## Passage given
ValueError: all the input array dimensions except for the concatenation axis must match exactly
aconneau commented 6 years ago

Oh ok I get it. Can you try to change the line in models.py here: https://github.com/facebookresearch/InferSent/blob/master/encoder/models.py#L67

emb = torch.max(sent_output, 0)[0]

into:

emb = torch.max(sent_output, 0)[0].squeeze(0)

and see if this works then?

briandw commented 6 years ago

That's working now. Thanks! I wonder why this didn't show up before?

aconneau commented 6 years ago

@briandw So this is an issue linked to the change of policy in pytorch functions such as max, mean, sum etc.

If you have a tensor of size (say) (23, 128, 4096). If you take the torch.max (or torch.mean ..) over the first dimension, then you get a tensor of size:

(128, 4096) for recent versions of pytorch (1, 128, 4096) for old versions of pytorch

So it means your version of pytorch is too old. I will update the requirement part in the README, and add an exception in the models.py to handle this case.

Thanks

aconneau commented 6 years ago

https://github.com/facebookresearch/InferSent/commit/4b7f9ec7192fc0eed02bc890a56612efc1fb1147

Pragtisood commented 1 year ago

setting an array element with a sequence. The requested array has an inhomogeneous shape after 1 dimensions. The detected shape was (9815,) + inhomogeneous part. getting this error on embeddings = infersent.encode(sentences, bsize=128, tokenize=False, verbose=True) print('nb sentences encoded : {0}'.format(len(embeddings)))

## What you need to do
[a] In the thread, what size does taking torch.max over the first dimension of a (23, 128, 4096) tensor give in old versions of pytorch?
[b] List the pytorch functions that the thread names as affected by the change of policy.
The rows have no role in any of this.

## Information provided
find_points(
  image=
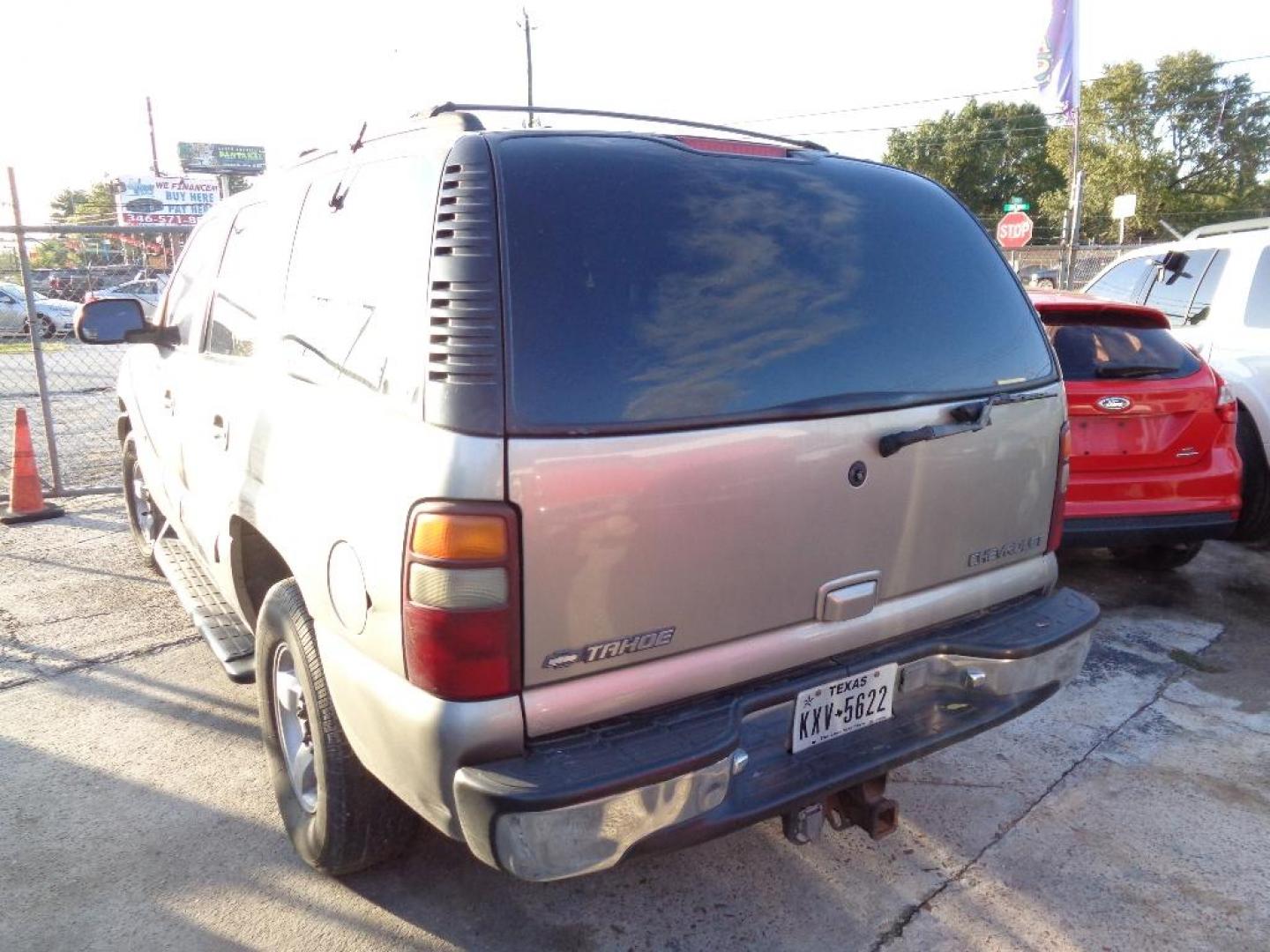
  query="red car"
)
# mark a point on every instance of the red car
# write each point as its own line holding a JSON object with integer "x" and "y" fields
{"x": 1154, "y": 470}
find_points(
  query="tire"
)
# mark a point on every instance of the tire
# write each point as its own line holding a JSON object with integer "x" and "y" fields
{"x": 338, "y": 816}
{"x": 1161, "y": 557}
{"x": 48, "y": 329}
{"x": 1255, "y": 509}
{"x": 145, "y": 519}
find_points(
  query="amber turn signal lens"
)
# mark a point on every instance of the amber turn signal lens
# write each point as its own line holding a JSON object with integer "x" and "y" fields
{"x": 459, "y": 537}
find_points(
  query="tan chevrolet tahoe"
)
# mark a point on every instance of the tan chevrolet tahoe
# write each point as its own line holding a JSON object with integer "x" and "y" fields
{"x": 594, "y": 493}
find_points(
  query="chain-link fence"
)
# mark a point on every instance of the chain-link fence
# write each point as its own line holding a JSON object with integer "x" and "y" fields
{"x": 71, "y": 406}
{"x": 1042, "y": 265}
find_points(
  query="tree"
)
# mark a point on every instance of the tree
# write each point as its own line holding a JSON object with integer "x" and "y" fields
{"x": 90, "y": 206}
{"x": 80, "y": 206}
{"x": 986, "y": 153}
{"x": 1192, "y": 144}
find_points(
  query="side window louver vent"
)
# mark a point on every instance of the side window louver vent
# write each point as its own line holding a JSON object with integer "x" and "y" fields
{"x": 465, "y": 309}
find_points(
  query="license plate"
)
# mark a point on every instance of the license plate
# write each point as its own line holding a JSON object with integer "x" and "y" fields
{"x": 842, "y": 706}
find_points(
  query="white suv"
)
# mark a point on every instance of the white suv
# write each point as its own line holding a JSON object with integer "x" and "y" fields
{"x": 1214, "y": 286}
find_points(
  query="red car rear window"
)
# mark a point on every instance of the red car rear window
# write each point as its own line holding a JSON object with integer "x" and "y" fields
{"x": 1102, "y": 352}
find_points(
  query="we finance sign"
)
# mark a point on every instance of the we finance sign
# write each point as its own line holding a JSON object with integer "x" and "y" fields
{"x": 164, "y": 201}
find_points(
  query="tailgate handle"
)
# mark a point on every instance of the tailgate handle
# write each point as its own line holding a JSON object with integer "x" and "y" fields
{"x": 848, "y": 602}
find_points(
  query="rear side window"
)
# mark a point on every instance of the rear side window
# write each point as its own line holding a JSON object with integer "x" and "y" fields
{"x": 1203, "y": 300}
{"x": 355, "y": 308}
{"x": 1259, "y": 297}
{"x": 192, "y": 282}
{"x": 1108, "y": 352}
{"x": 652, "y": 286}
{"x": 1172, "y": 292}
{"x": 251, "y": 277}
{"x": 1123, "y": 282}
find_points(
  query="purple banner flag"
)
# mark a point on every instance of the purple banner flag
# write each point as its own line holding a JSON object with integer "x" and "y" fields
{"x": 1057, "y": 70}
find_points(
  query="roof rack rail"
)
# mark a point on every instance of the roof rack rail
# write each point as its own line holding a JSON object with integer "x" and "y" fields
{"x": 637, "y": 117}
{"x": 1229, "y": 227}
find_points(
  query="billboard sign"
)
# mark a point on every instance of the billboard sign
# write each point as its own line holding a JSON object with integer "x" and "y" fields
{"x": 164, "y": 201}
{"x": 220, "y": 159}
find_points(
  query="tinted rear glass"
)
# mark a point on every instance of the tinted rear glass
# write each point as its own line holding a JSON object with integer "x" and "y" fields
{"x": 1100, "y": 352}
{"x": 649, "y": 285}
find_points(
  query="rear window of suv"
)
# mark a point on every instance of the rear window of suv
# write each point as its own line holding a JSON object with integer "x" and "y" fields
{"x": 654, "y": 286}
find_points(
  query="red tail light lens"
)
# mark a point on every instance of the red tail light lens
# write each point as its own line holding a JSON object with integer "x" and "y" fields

## Written answers
[a] (1, 128, 4096)

[b] max, mean, sum